— start —

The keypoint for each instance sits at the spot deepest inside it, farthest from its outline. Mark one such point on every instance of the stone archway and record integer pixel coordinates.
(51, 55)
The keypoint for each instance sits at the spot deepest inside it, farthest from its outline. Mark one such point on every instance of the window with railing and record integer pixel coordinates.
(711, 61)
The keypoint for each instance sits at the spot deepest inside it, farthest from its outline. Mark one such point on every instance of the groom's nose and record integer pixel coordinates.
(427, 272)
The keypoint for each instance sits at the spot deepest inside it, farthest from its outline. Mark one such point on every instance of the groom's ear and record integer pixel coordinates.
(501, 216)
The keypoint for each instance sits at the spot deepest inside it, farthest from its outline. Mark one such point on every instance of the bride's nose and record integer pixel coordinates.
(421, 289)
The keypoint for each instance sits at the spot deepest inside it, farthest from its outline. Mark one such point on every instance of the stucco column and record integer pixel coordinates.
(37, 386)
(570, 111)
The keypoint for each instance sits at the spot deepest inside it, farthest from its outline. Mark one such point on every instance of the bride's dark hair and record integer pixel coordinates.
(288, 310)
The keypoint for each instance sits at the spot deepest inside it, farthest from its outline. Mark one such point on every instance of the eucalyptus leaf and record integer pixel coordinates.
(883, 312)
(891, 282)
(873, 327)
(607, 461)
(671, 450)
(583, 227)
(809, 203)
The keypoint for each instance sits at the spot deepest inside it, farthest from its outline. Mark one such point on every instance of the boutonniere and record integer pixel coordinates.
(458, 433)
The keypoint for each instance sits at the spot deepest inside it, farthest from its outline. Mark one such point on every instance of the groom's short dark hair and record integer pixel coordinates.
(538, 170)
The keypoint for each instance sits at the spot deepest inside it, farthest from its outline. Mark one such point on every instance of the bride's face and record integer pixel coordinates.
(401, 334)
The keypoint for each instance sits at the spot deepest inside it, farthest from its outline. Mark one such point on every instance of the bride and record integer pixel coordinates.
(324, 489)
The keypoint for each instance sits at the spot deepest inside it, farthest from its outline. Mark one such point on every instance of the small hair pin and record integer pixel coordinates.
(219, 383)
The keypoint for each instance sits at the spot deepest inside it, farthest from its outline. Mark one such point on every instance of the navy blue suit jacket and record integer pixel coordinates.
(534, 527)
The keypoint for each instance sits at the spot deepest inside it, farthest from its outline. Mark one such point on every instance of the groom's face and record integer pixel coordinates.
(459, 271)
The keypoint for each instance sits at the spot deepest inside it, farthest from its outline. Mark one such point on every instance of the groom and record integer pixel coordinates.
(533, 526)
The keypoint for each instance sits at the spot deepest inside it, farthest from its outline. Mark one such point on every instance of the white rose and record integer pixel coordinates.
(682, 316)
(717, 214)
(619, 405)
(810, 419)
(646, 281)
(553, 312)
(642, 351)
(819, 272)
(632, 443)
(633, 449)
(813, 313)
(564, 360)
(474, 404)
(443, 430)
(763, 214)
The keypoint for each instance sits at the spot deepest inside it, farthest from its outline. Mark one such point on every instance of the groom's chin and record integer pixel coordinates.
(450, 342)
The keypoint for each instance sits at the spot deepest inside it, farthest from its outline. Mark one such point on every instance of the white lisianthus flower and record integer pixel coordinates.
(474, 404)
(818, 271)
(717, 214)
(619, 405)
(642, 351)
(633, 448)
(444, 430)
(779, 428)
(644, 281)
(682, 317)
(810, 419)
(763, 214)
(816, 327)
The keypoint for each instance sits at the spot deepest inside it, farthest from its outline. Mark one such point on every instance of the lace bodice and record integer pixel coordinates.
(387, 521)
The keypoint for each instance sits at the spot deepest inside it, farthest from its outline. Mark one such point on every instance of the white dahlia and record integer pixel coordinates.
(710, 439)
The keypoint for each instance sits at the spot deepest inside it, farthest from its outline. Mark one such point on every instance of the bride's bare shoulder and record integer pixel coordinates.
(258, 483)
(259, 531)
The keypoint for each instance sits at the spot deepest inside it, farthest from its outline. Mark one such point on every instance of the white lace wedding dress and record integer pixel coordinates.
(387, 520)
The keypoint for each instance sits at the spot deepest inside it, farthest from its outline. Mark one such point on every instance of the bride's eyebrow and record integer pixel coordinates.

— end —

Reproduce the listing above with every "integer pixel coordinates" swapped for "whole-number pixel coordinates", changing nothing else.

#### Reply to the exercise
The keypoint for each instance sits at the spot deepest inside it, farthest from its outline. Mark one such point on every instance of the stone archway and record whole-number pixel coordinates.
(51, 55)
The keypoint for each instance sits at the spot deepest inside it, farthest from its outline. Mark one such point on every instance of the window with railing and record whole-number pixel coordinates.
(711, 61)
The keypoint for each instance sits at the spot deepest inside it, farthest from its outline. Mark one such point on every instance of the groom's nose and record whole-number pixel coordinates.
(427, 272)
The keypoint for each instance sits at the spot deepest inside it, farthest from its outline. Mark one such point on every instance of the groom's ear and record whole-number pixel coordinates.
(501, 216)
The keypoint for each instance sits at the spot deepest inside it, farthest from its outline. Mark one such point on every instance of the bride's nose and record whole-number pixel coordinates.
(421, 289)
The keypoint for each instance sits at the spot deepest inside it, farthest from its outline. Mark one such point on every instance of the stucco column and record whole-number pixel coordinates.
(37, 386)
(570, 111)
The keypoint for each instance sits at the spot deepest inside it, farthest from its outline. Mark one such point on every instance of the bride's dark hair and record whole-number pixel coordinates.
(288, 310)
The keypoint for each instance sits at the spot deepest inside it, farthest from its outline. Mark one such point on every instance of the eucalyptus leaf and record whole-number pixel coordinates.
(883, 312)
(891, 282)
(873, 327)
(607, 461)
(671, 450)
(583, 227)
(809, 203)
The keypoint for each instance sits at the spot deepest inside it, farthest from its outline. Mark one such point on every instance of the boutonniere and record whole-number pixel coordinates.
(458, 433)
The keypoint for each instance sits at the spot deepest inside it, farthest from its outline. Mark one such point on every instance of the groom's short dark hair and record whole-number pixel coordinates.
(538, 170)
The keypoint for each instance sits at the spot deepest inside it, farthest from its outline. Mark one such point on every instance of the bride's face and record whole-number pixel coordinates.
(401, 334)
The keypoint for each instance sits at the spot deepest inside it, farthest from its outline. Mark one such point on every instance of the bride and record whole-number pixel coordinates.
(324, 489)
The keypoint for each instance sits at the spot deepest inside it, farthest from its outline. Mark one such point on every instance of the small hair pin and record whole-number pixel coordinates.
(219, 383)
The keypoint for each instance sits at the spot deepest inside it, farthest from its outline. Mark one such point on every instance of the navy blue suit jacket and record whole-number pixel coordinates.
(534, 527)
The keypoint for each instance sits at the spot deepest inside it, farthest from its outline. Mark one such point on every instance of the groom's face and record whole-number pixel coordinates.
(459, 271)
The keypoint for each instance sits at the spot deepest inside it, farthest from its outline. Mark one such point on every instance of the groom and record whole-number pixel coordinates.
(533, 526)
The keypoint for each instance sits at the spot deepest inside it, farthest from its outline. Mark one such point on every instance of the white rose and record whole-number pixel coordinates.
(682, 316)
(717, 214)
(619, 405)
(810, 419)
(646, 281)
(553, 312)
(642, 351)
(819, 272)
(632, 443)
(633, 449)
(813, 313)
(564, 360)
(474, 404)
(443, 430)
(763, 214)
The keypoint for each instance sits at the spot deepest inside it, farthest from its outline. Mark one such point on every instance of the groom's chin and record whole-number pixel coordinates.
(450, 342)
The keypoint for each instance sits at the spot deepest inside it, farthest from its outline. Mark one such point on every instance of the white lisianthus flower and record whole-number pixel coordinates.
(474, 404)
(818, 271)
(717, 214)
(619, 405)
(642, 351)
(633, 448)
(444, 430)
(779, 428)
(644, 281)
(682, 317)
(810, 419)
(763, 214)
(816, 327)
The keypoint for each instance sits at the spot deepest inside it, farthest from its outline. Mark one such point on every instance of the lace bodice and record whole-number pixel coordinates.
(387, 521)
The keypoint for each instance sits at the spot deepest inside it, farthest from its outline. Mark one such point on every instance of the white dahlia and record whole-number pixel coordinates.
(710, 439)
The keypoint for each instance sits at the spot deepest inside it, farthest from its outline. Mark one such point on every instance of the bride's bare shoulder and record whole-number pixel coordinates.
(258, 483)
(259, 531)
The keypoint for each instance sits at the spot deepest inside it, farthest from its outline. Mark one such point on every instance of the white lace wedding dress and record whole-number pixel coordinates.
(387, 520)
The keypoint for each instance sits at the spot deepest inside it, farthest from its outline. Mark one such point on every instance of the bride's eyebrow and record whole-number pixel coordinates.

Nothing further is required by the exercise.